— Start of Items —
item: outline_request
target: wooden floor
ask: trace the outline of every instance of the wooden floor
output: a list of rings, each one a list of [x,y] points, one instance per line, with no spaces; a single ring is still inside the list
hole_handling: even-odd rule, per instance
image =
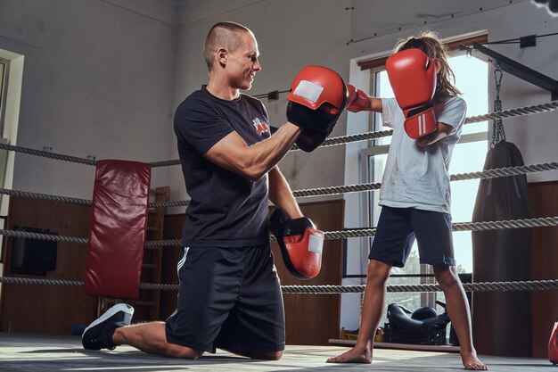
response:
[[[279,361],[250,360],[225,351],[198,360],[168,360],[119,346],[112,351],[83,350],[77,336],[45,336],[0,333],[0,371],[412,371],[462,370],[459,354],[377,349],[369,365],[326,364],[347,347],[287,346]],[[490,371],[556,371],[546,360],[483,357]]]

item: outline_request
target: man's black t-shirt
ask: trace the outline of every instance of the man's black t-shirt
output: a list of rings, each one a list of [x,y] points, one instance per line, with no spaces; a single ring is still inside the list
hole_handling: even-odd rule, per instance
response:
[[[269,241],[267,175],[256,182],[221,168],[203,155],[236,131],[249,145],[268,138],[267,112],[256,98],[226,101],[203,87],[175,113],[175,133],[186,190],[184,246],[248,246]]]

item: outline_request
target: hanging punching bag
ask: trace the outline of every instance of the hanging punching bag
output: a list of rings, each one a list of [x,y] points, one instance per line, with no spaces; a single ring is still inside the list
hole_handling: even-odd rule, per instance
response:
[[[523,164],[515,145],[500,141],[488,151],[485,169]],[[529,218],[525,175],[480,180],[472,220]],[[472,232],[475,283],[531,279],[531,230],[503,228]],[[530,357],[531,293],[474,292],[474,343],[480,354]]]

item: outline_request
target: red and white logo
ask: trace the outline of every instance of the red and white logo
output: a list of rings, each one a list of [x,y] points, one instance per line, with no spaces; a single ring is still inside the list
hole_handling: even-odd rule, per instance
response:
[[[254,128],[256,128],[256,131],[259,136],[261,136],[262,133],[269,133],[269,126],[261,119],[256,118],[252,120],[252,124],[254,125]]]

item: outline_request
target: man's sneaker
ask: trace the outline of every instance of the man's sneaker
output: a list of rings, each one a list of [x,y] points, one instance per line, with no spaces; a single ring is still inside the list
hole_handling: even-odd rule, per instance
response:
[[[84,349],[101,350],[116,348],[112,343],[114,330],[127,326],[132,321],[134,308],[126,303],[119,303],[89,325],[81,335]]]

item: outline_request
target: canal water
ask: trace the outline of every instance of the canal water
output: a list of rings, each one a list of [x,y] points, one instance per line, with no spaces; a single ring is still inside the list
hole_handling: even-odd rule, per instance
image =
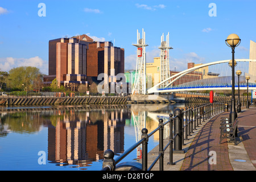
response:
[[[0,170],[87,170],[102,168],[104,152],[115,158],[185,104],[67,105],[0,107]],[[167,131],[165,137],[167,137]],[[150,138],[150,151],[158,145]],[[122,162],[135,162],[141,148]]]

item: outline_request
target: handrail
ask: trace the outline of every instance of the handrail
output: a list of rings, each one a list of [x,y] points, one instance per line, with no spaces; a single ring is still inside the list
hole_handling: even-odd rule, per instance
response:
[[[230,102],[230,101],[228,102]],[[220,113],[224,110],[224,104],[227,102],[213,102],[204,104],[199,106],[186,107],[185,110],[176,109],[174,111],[174,116],[172,114],[170,114],[169,119],[163,123],[163,119],[159,119],[158,126],[150,134],[147,134],[147,130],[142,130],[141,139],[131,146],[128,150],[114,160],[114,152],[111,150],[106,150],[104,152],[104,160],[102,164],[101,171],[115,170],[115,165],[119,163],[128,154],[135,149],[140,144],[142,144],[142,167],[141,169],[143,171],[150,171],[159,160],[159,170],[163,170],[163,156],[164,151],[170,147],[170,161],[169,165],[173,165],[174,151],[177,152],[184,152],[182,150],[182,145],[184,145],[184,140],[188,140],[188,136],[191,135],[194,130],[201,125],[201,118],[203,122],[205,122],[205,119],[209,119],[212,115]],[[184,122],[185,122],[185,123]],[[169,123],[169,142],[167,144],[163,147],[163,129],[164,126]],[[173,127],[174,125],[174,129]],[[147,168],[147,142],[148,138],[159,131],[159,153],[155,160]],[[174,134],[174,136],[172,136]],[[184,138],[185,133],[185,138]],[[173,150],[173,145],[174,150]],[[175,144],[176,143],[176,144]]]

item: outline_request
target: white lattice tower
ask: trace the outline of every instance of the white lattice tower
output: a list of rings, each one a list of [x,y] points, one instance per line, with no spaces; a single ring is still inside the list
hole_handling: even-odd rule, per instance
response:
[[[161,82],[170,77],[169,49],[172,48],[169,46],[169,32],[166,36],[166,41],[164,40],[164,34],[163,34],[161,36],[161,46],[159,48],[160,49],[160,81]],[[164,88],[167,84],[168,82],[166,82],[160,85],[160,88]]]
[[[133,44],[133,46],[137,47],[137,57],[132,94],[145,94],[146,93],[145,47],[148,45],[145,43],[145,32],[144,32],[143,29],[142,29],[142,39],[141,39],[137,30],[137,43]]]

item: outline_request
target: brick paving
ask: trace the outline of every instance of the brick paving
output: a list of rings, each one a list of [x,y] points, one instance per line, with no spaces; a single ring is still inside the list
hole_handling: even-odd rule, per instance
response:
[[[220,142],[221,117],[229,117],[225,112],[209,120],[197,134],[188,150],[181,171],[230,171],[228,143],[224,139]],[[210,151],[216,152],[216,164],[210,164]]]
[[[229,158],[227,140],[220,142],[221,117],[229,117],[229,111],[214,116],[197,133],[187,151],[181,171],[233,171]],[[256,107],[245,109],[238,114],[238,136],[254,167],[256,167]],[[215,151],[216,164],[210,164],[210,151]]]
[[[239,135],[253,164],[256,167],[256,107],[246,109],[238,115]]]

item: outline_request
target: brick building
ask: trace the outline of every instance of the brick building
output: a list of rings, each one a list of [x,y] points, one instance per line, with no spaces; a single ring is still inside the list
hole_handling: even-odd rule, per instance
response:
[[[94,42],[86,35],[51,40],[49,75],[44,77],[44,84],[50,84],[55,78],[59,87],[87,84],[103,73],[114,77],[124,73],[124,52],[111,42]]]
[[[193,68],[195,67],[195,63],[188,63],[188,69]],[[179,73],[179,71],[170,71],[170,76],[172,76],[178,73]],[[171,80],[174,80],[175,78],[172,78]],[[186,82],[198,80],[201,80],[203,79],[203,73],[201,72],[197,72],[197,71],[193,71],[191,72],[181,78],[177,79],[176,80],[173,84],[172,86],[178,85],[180,84],[183,84]]]

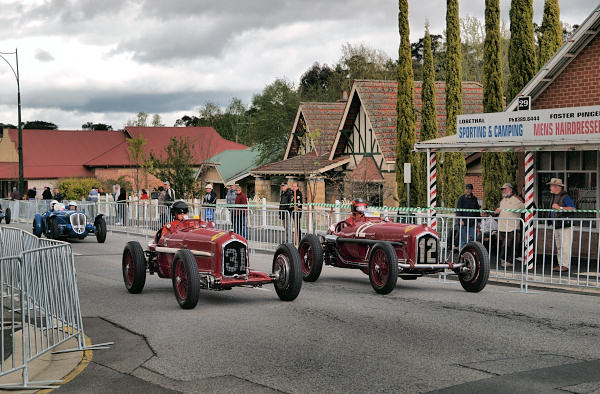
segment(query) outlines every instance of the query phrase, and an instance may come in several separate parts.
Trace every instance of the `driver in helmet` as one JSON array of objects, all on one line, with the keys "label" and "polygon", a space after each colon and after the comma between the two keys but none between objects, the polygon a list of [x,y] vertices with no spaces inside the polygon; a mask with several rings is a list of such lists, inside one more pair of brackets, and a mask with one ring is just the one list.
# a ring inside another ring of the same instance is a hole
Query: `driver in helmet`
[{"label": "driver in helmet", "polygon": [[188,207],[185,201],[175,201],[173,205],[171,205],[171,216],[173,217],[173,221],[163,226],[161,236],[168,232],[175,231],[179,226],[181,226],[183,221],[187,219],[187,213]]},{"label": "driver in helmet", "polygon": [[356,222],[364,221],[366,210],[367,202],[362,198],[355,198],[350,204],[350,211],[352,212],[352,214],[348,219],[346,219],[346,223],[348,223],[351,226],[354,226]]}]

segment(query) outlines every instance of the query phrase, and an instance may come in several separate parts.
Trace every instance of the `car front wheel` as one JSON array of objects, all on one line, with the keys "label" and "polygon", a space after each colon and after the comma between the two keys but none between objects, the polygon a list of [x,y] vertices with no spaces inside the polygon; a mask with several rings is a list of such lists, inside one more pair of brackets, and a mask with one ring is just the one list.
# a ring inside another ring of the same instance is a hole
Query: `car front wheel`
[{"label": "car front wheel", "polygon": [[129,241],[123,249],[123,281],[131,294],[139,294],[146,284],[146,258],[137,241]]},{"label": "car front wheel", "polygon": [[291,244],[281,244],[273,256],[275,291],[282,301],[293,301],[302,288],[302,264],[300,254]]},{"label": "car front wheel", "polygon": [[179,306],[193,309],[200,297],[200,275],[196,258],[187,249],[181,249],[173,259],[173,291]]},{"label": "car front wheel", "polygon": [[477,293],[483,290],[490,276],[490,257],[479,242],[468,242],[460,251],[460,262],[465,270],[458,274],[463,289]]},{"label": "car front wheel", "polygon": [[369,259],[369,280],[379,294],[388,294],[398,281],[398,256],[394,247],[386,242],[373,246]]}]

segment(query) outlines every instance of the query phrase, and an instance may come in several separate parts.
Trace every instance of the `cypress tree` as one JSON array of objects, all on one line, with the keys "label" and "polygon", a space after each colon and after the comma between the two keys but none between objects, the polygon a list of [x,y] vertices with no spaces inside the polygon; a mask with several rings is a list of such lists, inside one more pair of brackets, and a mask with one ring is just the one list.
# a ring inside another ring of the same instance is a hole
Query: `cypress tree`
[{"label": "cypress tree", "polygon": [[[447,0],[446,4],[446,135],[452,135],[456,134],[456,117],[462,113],[462,52],[458,0]],[[464,190],[465,174],[462,153],[445,153],[442,168],[445,206],[456,206]]]},{"label": "cypress tree", "polygon": [[[421,85],[421,141],[437,138],[437,113],[435,103],[435,67],[433,65],[433,52],[431,51],[431,36],[429,35],[429,23],[425,25],[425,38],[423,39],[423,83]],[[427,184],[427,155],[421,155],[421,171],[424,186]],[[427,190],[423,187],[420,206],[427,206]]]},{"label": "cypress tree", "polygon": [[411,204],[418,204],[422,182],[418,176],[419,155],[413,151],[416,142],[414,75],[410,51],[408,27],[408,1],[399,0],[398,30],[400,48],[398,50],[398,120],[396,140],[396,184],[400,206],[406,206],[406,185],[404,184],[404,163],[411,163],[414,176],[410,185]]},{"label": "cypress tree", "polygon": [[542,19],[542,37],[540,39],[540,64],[542,67],[562,45],[562,24],[558,0],[546,0]]},{"label": "cypress tree", "polygon": [[[502,54],[500,47],[500,0],[485,0],[485,41],[483,43],[483,112],[502,111]],[[495,208],[504,183],[502,153],[483,153],[483,205]]]},{"label": "cypress tree", "polygon": [[[510,5],[510,43],[508,46],[508,97],[511,101],[537,71],[533,35],[533,0],[512,0]],[[506,182],[517,184],[519,162],[516,153],[502,157]]]}]

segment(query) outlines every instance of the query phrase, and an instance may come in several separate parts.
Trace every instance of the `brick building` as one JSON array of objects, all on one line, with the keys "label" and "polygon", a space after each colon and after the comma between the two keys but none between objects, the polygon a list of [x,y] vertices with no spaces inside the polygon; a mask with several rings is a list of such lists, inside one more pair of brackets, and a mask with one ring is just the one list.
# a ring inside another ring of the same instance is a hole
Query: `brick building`
[{"label": "brick building", "polygon": [[[445,83],[436,82],[440,135],[446,132]],[[415,83],[417,138],[421,82]],[[307,200],[333,202],[365,197],[373,205],[396,205],[397,82],[356,80],[347,99],[301,103],[284,159],[251,171],[257,194],[278,199],[281,179],[298,180]],[[463,82],[465,113],[483,111],[482,85]],[[480,155],[467,158],[471,183],[481,189]]]},{"label": "brick building", "polygon": [[[141,136],[146,153],[159,157],[171,137],[187,138],[193,143],[194,165],[225,150],[247,147],[222,138],[212,127],[127,127],[117,131],[23,130],[23,172],[27,188],[54,187],[61,178],[134,179],[138,166],[128,154],[127,139]],[[17,130],[0,134],[0,195],[7,196],[17,186],[19,176]],[[140,176],[139,188],[152,188],[162,182],[152,175]]]}]

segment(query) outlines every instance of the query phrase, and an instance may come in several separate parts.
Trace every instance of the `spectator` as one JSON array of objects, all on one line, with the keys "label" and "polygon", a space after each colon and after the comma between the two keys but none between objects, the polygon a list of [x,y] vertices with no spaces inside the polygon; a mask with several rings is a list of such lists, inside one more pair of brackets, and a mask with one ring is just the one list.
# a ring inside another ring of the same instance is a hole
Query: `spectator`
[{"label": "spectator", "polygon": [[171,183],[165,181],[165,203],[171,205],[175,201],[175,190],[171,188]]},{"label": "spectator", "polygon": [[206,206],[204,211],[204,219],[207,222],[210,222],[211,220],[214,221],[215,205],[217,204],[217,193],[215,193],[215,191],[212,189],[211,183],[206,185],[206,194],[204,195],[204,200],[202,200],[202,203]]},{"label": "spectator", "polygon": [[42,200],[52,200],[52,192],[48,186],[46,186],[42,192]]},{"label": "spectator", "polygon": [[494,211],[498,215],[498,234],[500,236],[500,259],[502,267],[512,267],[515,248],[518,247],[521,213],[510,210],[525,209],[525,204],[515,193],[510,183],[501,187],[502,200]]},{"label": "spectator", "polygon": [[12,191],[12,193],[10,193],[10,199],[11,200],[20,200],[21,199],[21,193],[17,190],[16,187],[13,187],[13,191]]},{"label": "spectator", "polygon": [[571,221],[565,220],[570,217],[568,211],[575,210],[575,202],[564,190],[562,179],[552,178],[550,182],[550,193],[552,193],[552,209],[550,217],[554,224],[554,243],[556,245],[556,257],[558,265],[552,270],[555,272],[569,271],[571,266],[571,242],[573,241],[573,228]]},{"label": "spectator", "polygon": [[65,197],[62,195],[58,188],[54,188],[54,199],[58,202],[61,202]]},{"label": "spectator", "polygon": [[92,190],[88,193],[88,201],[89,202],[98,202],[98,188],[96,186],[92,186]]},{"label": "spectator", "polygon": [[[292,201],[294,200],[294,192],[288,187],[287,182],[281,182],[281,197],[279,198],[279,218],[283,220],[285,228],[285,241],[291,239],[290,235],[290,220],[292,214]],[[289,212],[289,214],[287,213]]]},{"label": "spectator", "polygon": [[290,206],[291,208],[291,214],[292,214],[292,220],[294,222],[294,229],[295,229],[295,244],[298,245],[298,243],[300,242],[300,238],[302,236],[301,234],[301,226],[300,226],[300,218],[302,217],[302,203],[303,203],[303,198],[302,198],[302,191],[300,191],[300,189],[298,189],[298,182],[294,182],[292,183],[292,205]]},{"label": "spectator", "polygon": [[[461,209],[465,209],[465,211]],[[477,219],[475,218],[479,217],[480,209],[479,201],[477,201],[477,197],[473,194],[473,185],[467,183],[465,185],[465,194],[460,196],[456,203],[456,217],[460,220],[459,249],[462,249],[463,245],[467,242],[475,239],[475,227],[477,226]]]},{"label": "spectator", "polygon": [[235,188],[235,205],[243,205],[243,207],[235,208],[233,213],[233,229],[242,237],[248,239],[248,227],[246,226],[246,216],[248,215],[248,199],[242,188],[237,185]]}]

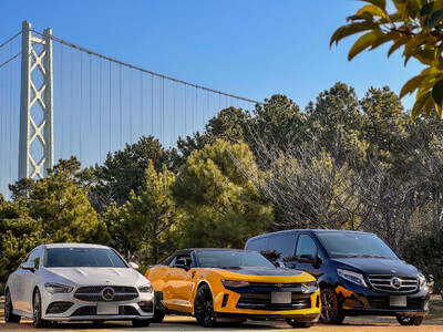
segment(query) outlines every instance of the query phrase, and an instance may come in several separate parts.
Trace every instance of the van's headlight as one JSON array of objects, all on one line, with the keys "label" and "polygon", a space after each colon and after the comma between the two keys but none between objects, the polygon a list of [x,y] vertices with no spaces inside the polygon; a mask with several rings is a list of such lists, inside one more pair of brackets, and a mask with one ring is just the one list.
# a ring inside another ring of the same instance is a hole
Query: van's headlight
[{"label": "van's headlight", "polygon": [[138,291],[141,293],[152,293],[153,292],[153,288],[151,283],[145,283],[138,287]]},{"label": "van's headlight", "polygon": [[249,287],[248,281],[241,280],[222,280],[224,287]]},{"label": "van's headlight", "polygon": [[55,293],[70,293],[72,292],[73,288],[70,286],[61,284],[61,283],[54,283],[54,282],[47,282],[44,284],[44,288],[47,291],[49,291],[51,294]]},{"label": "van's headlight", "polygon": [[337,269],[337,273],[339,274],[339,277],[343,278],[344,280],[357,283],[358,286],[368,287],[364,281],[363,274],[356,273],[356,272],[348,271],[348,270],[342,270],[342,269]]},{"label": "van's headlight", "polygon": [[427,287],[426,278],[422,273],[416,274],[416,278],[419,278],[419,288],[420,289]]},{"label": "van's headlight", "polygon": [[301,282],[301,292],[302,293],[315,293],[318,291],[316,281]]}]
— End of Items —
* **Problem**
Count the lines in the items above that include the string "canal", and reply with the number alone.

* **Response below**
2